(Items from a data source)
%%
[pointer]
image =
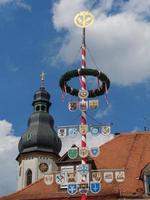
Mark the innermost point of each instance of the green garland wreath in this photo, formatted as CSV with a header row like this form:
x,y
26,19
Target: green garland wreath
x,y
84,72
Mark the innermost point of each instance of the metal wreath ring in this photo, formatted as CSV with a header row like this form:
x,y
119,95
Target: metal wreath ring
x,y
84,72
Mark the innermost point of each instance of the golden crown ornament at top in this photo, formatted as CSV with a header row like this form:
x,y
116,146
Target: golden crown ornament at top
x,y
84,19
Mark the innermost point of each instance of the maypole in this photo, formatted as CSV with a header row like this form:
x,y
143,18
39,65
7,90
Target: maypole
x,y
83,20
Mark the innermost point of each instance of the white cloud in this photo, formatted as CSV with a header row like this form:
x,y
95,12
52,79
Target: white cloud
x,y
120,41
16,3
103,113
8,153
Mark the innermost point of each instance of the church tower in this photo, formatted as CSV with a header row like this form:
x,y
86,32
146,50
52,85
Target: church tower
x,y
39,146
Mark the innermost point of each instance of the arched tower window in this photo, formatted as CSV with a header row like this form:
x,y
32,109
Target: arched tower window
x,y
28,177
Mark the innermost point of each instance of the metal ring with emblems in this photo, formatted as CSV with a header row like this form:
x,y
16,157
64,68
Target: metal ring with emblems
x,y
103,87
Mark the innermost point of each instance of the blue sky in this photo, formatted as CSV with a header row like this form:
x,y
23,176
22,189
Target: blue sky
x,y
38,36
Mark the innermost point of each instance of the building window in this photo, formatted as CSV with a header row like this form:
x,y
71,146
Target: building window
x,y
148,184
28,177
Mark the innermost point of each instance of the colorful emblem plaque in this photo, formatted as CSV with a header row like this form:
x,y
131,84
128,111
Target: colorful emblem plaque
x,y
71,177
72,132
72,188
83,105
83,169
97,176
72,106
83,94
95,187
106,130
48,179
93,104
120,176
108,177
94,131
62,132
83,188
73,153
60,178
83,129
94,151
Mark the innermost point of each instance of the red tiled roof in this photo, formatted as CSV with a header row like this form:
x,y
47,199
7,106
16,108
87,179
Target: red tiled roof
x,y
127,151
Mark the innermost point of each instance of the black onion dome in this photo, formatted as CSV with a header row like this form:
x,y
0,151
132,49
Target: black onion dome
x,y
40,134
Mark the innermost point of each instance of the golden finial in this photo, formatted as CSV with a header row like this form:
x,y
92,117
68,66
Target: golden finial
x,y
84,19
42,77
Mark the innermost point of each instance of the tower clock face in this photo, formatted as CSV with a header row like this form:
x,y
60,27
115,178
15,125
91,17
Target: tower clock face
x,y
43,167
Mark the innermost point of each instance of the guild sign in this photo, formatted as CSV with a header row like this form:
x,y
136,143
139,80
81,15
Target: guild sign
x,y
62,132
93,104
94,131
83,152
83,105
97,176
72,132
94,151
95,186
48,179
72,188
108,177
83,188
71,177
120,176
106,130
72,106
73,153
83,94
83,169
60,178
83,129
%%
Prompt: Make an exact copy of the records above, with the pictures left out.

Output for this task:
[pointer]
image =
Mark the innermost point of each instance of the green garland wreath in this photo, formatted as CSV with a header row like this form:
x,y
26,19
Target: green garland wreath
x,y
84,72
Mark the innermost point of each instance of the metal wreath ring in this photo, formatted as CSV with a header row like this form:
x,y
119,95
Target: metal wreath ring
x,y
84,72
Mark the innermost point of each instance of the golden crown ornament at top in this photo, formatted as CSV with a header row like this form:
x,y
116,146
Target: golden crown ornament at top
x,y
84,19
Mark the innermost point of each instance of the maypole in this photo, formatted as CSV with a header row like this form:
x,y
143,18
39,65
7,90
Target: maypole
x,y
83,20
Mark the innermost point of each instance of the white cloud in this photo, formatted as CSV with a header row like this form:
x,y
95,12
52,79
Target: white cloud
x,y
120,41
16,3
103,113
8,153
Mark the innermost point of each instance of the church tower in this photo, formatted as CSV with a header row like this form:
x,y
86,32
146,50
52,85
Target: church tower
x,y
39,146
Mark the innermost point of each instance of the arched tower window in this photo, formatted as CSV with a header row like this form:
x,y
32,109
Target: arched tower window
x,y
28,177
Mark the innermost point of each instance of the metal ring with emblems in this photo, formatted as CSV with a header row like this form:
x,y
16,157
64,68
Target: metal ring with emblems
x,y
103,87
Mark the innermost point of each instance of the blue sky in this photo, formatted as CSV with a header row like this form:
x,y
23,176
22,189
Target: blue sky
x,y
38,36
Mark the innermost point of each instance of the building window in this photo, formatted as CSV with a header row like this form:
x,y
71,146
Target: building window
x,y
148,184
28,177
Mark the innermost point of each instance of the colorful emblem plaque in this photo, formatted as CSV with a header row like this form:
x,y
131,84
128,111
Target: colorful emblem plaque
x,y
71,177
72,132
72,188
83,105
83,169
97,176
72,106
83,94
95,187
106,130
48,179
93,104
120,176
108,177
94,131
62,132
83,188
73,153
60,178
83,129
94,151
Mark the innermost point of each instance of the red tiled roof in this photo, formatted as CSV with a header row like this form:
x,y
47,199
7,106
16,108
87,179
Target: red tiled roof
x,y
127,151
Mark the innermost point of each instance of the black onion dome in this photo, formatted as CSV with a header row like this form:
x,y
0,151
132,49
Target: black onion dome
x,y
40,134
Mark the innermost point of each instance of the golden finial in this photo, formatted as CSV with a header row like this form:
x,y
92,117
68,66
Target: golden finial
x,y
84,19
42,77
Mark the innermost point of each instance of the tower clock face in this photo, formatted as CSV with a header row like this form:
x,y
60,27
115,178
15,125
91,17
Target: tower clock face
x,y
43,167
Mark the innermost point of each instance of the guild sign in this photo, formatted as CSV with a header row like this form:
x,y
136,143
139,80
81,15
Target: guild sign
x,y
62,132
93,104
94,131
83,152
83,105
97,176
72,132
94,151
95,186
48,179
72,188
108,177
83,188
71,177
120,176
106,130
72,106
73,153
83,94
83,169
60,178
83,129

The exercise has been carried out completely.